Memories and Mammograms
- Katie Walsh Straight
- Nov 19, 2022
- 4 min read
Updated: Oct 7, 2023

I was playing cars with my brother on the cool slate lining the pathway to our front door when my mom first told me she had breast cancer. I was 6 years old, the second, and markedly less well-kempt, of two redheaded little girls in Ms. Gallagher’s first-grade class at St. John’s Catholic School (Caroline Dumbrowski, wherever you are, I hope those perfect pigtails have served you). What I remember of that moment is daylight, my 42-year-old mom’s slow stride as she approached, her leaning down to speak, and her walking back inside as if she’d just assured us the sky was blue. I don’t remember the moment after, nor anything of the rest of that day or even week.
I don’t remember quite a lot of my mom’s two-year+ nightmarish ride fighting a cancer that was just as determined to win as she was. I remember my class making cards, red, blue, green construction papers folded in half and covered with crayon hearts and every assortment of backward letters, and I remember carrying those cards to her bedside at NIH where she recovered from surgery. I remember my grandmother coming to help care for us, my dad buying a new TV, and the plentitude of lemony Italian ice suddenly stocked in our freezer. I remember my mom losing her thick, shiny red hair and eyelashes, shopping for a wig with my grandmother, then losing that wig to a rogue wave on the beach in Santa Barbara while she was busy playing and making magic in the frigid water with my brother and me. And very clearly, as if just yesterday, I remember lying in my bed each night, over and over again praying that the cancer would not come back and that if it did, it would come for me instead.
The past few months have been a ride. At 41, I’ve been diligent about annual mammograms since having my boys eight years ago. When your mom had breast cancer so young and you have dense breast tissue, they’re willing to smash and prod you on that awful machine at intervals they wouldn’t normally. And for that, I’ve been quite grateful actually (well, for the data, anyway. The process of trying to get this small-chested lady into a contraption that is entirely 90-degree angles feels like a medieval war crime). But in September, my annual mammogram came back abnormal. They identified a spot close to my muscle tissue below my right breast that hadn’t been there previously. Another mammogram led to a rather long ultrasound which led to a failed attempt at a needle biopsy, and finally, an MRI which continued to light up the trouble spot. As weeks bled into months without any clarity, I began to think through how to talk to my kids about my own surgery, Fiona being just shy of the age I was when my mom broke the news to me. There are a lot of places our minds can and do go in the in-betweens and unknowns. I assure you, I went to most if not all of them.

◆ EXTRACTED DATA:
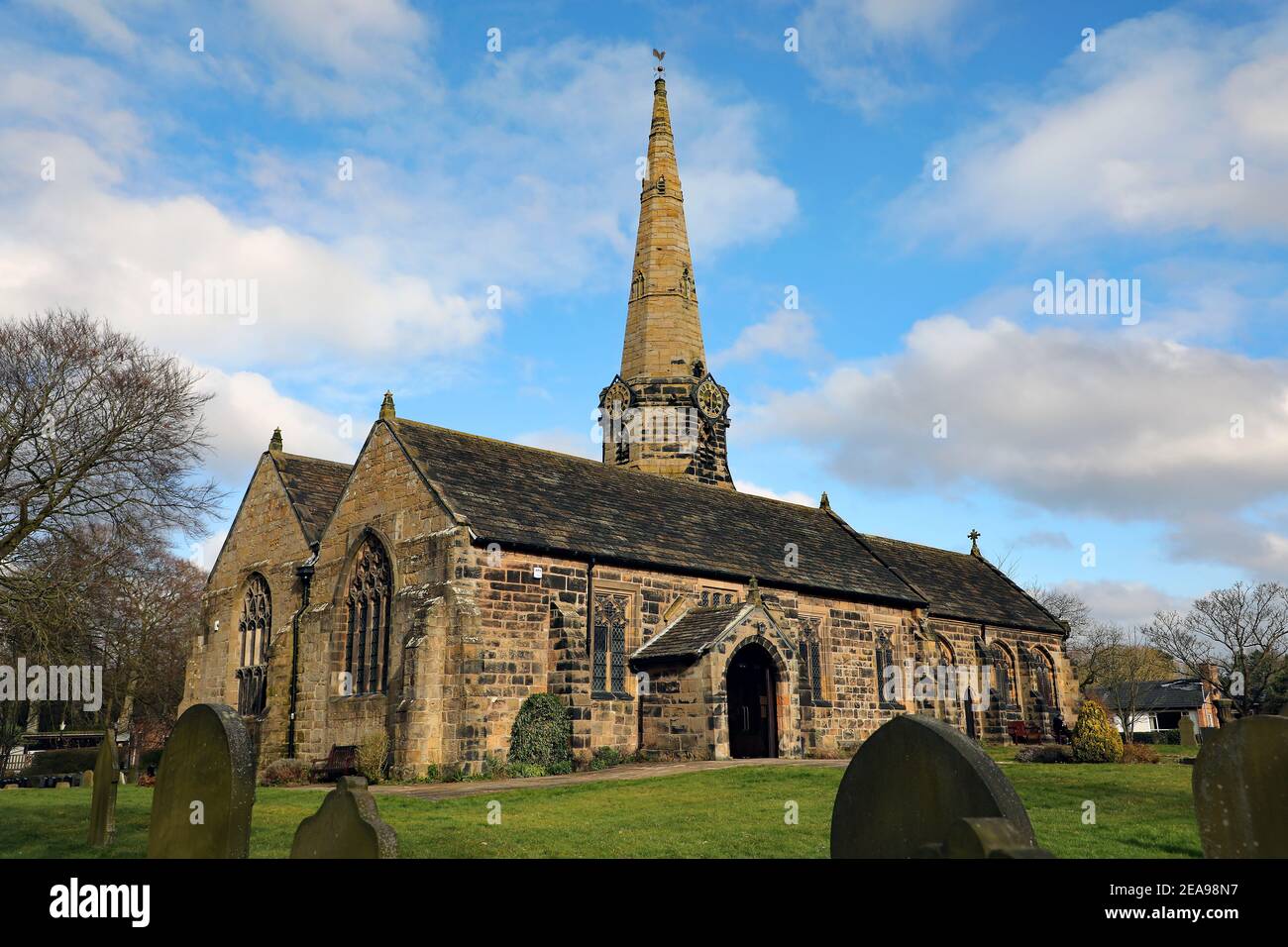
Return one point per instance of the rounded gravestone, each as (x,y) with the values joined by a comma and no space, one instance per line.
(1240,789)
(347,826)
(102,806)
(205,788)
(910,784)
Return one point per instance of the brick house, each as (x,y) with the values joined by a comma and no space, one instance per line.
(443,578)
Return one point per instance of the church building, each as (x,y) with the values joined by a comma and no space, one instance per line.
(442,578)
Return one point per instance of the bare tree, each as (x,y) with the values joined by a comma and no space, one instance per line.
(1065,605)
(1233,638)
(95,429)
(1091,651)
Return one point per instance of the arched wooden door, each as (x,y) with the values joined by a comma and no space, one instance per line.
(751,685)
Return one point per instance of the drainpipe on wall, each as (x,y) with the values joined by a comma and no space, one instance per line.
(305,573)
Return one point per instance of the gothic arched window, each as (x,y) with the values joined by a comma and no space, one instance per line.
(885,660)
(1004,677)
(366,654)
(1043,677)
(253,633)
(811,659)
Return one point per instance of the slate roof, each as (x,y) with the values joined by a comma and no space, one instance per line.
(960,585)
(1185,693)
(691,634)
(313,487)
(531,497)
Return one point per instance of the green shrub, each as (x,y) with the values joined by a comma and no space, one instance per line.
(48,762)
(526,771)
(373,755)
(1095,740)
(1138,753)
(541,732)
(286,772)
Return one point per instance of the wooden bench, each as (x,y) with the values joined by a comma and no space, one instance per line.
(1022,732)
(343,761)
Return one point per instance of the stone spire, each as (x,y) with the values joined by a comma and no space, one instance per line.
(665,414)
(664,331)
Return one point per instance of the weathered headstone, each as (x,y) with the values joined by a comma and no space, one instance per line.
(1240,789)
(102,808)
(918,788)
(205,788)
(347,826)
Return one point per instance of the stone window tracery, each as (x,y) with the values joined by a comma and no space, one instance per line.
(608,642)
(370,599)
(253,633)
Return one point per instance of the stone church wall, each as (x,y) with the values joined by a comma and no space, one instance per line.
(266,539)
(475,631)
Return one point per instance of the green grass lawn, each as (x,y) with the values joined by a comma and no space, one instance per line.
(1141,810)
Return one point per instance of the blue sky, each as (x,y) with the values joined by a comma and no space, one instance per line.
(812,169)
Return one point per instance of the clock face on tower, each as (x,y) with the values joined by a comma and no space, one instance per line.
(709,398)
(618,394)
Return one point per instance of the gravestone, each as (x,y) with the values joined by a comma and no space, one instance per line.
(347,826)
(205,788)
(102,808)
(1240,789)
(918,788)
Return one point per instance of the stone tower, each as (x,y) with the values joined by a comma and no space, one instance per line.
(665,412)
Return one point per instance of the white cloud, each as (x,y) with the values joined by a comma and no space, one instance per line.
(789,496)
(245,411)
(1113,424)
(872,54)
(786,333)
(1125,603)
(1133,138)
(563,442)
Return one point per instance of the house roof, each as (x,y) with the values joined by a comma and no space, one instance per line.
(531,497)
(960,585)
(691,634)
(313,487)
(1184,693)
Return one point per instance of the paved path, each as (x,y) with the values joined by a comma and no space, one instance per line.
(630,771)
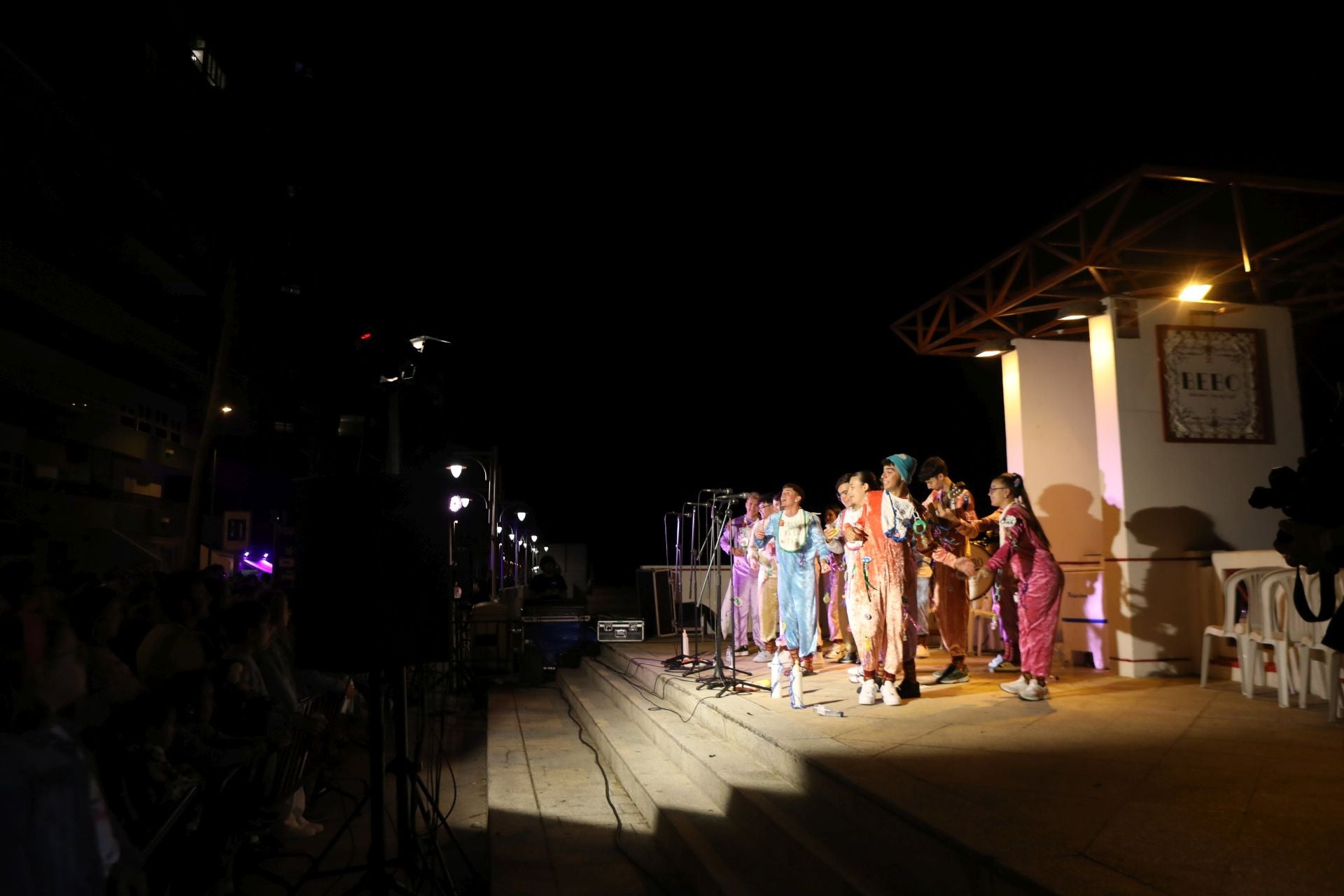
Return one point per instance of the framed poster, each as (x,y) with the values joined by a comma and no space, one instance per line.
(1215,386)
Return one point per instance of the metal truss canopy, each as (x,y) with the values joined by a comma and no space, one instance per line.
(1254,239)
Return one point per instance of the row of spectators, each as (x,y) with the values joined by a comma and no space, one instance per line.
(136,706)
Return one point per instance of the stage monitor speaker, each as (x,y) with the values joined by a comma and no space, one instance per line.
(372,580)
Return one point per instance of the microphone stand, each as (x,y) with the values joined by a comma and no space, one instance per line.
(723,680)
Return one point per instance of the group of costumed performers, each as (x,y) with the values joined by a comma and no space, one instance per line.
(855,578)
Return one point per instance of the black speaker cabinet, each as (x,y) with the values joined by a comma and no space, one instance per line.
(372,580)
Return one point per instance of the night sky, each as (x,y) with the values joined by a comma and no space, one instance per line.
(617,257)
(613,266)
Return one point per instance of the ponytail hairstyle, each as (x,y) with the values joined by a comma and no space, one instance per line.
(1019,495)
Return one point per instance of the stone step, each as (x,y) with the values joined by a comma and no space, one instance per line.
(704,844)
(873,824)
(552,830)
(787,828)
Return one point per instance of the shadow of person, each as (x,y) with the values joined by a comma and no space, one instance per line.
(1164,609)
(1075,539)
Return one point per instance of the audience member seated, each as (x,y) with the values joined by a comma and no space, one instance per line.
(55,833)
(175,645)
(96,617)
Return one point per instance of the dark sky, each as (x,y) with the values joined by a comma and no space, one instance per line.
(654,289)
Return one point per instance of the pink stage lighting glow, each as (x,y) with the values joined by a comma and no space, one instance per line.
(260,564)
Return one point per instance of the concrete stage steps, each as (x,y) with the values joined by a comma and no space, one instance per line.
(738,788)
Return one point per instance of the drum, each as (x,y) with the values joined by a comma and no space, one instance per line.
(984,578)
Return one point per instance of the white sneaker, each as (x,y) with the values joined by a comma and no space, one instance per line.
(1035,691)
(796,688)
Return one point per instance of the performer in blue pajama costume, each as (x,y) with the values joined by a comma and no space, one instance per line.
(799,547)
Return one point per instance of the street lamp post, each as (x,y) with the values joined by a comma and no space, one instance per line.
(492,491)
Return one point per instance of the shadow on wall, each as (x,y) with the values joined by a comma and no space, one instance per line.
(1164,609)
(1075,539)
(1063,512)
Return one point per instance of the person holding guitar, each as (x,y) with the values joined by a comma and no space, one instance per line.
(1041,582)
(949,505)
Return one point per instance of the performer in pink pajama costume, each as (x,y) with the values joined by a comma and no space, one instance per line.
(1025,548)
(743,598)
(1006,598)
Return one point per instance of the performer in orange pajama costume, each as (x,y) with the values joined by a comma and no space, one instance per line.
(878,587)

◆ TASK GOAL: Please rewrite the passage of the mammograms essay starting with "I was playing" and going on through "or even week.", changing "slate" to "brick".

◆ TASK ANSWER:
I was playing cars with my brother on the cool brick lining the pathway to our front door when my mom first told me she had breast cancer. I was 6 years old, the second, and markedly less well-kempt, of two redheaded little girls in Ms. Gallagher’s first-grade class at St. John’s Catholic School (Caroline Dumbrowski, wherever you are, I hope those perfect pigtails have served you). What I remember of that moment is daylight, my 42-year-old mom’s slow stride as she approached, her leaning down to speak, and her walking back inside as if she’d just assured us the sky was blue. I don’t remember the moment after, nor anything of the rest of that day or even week.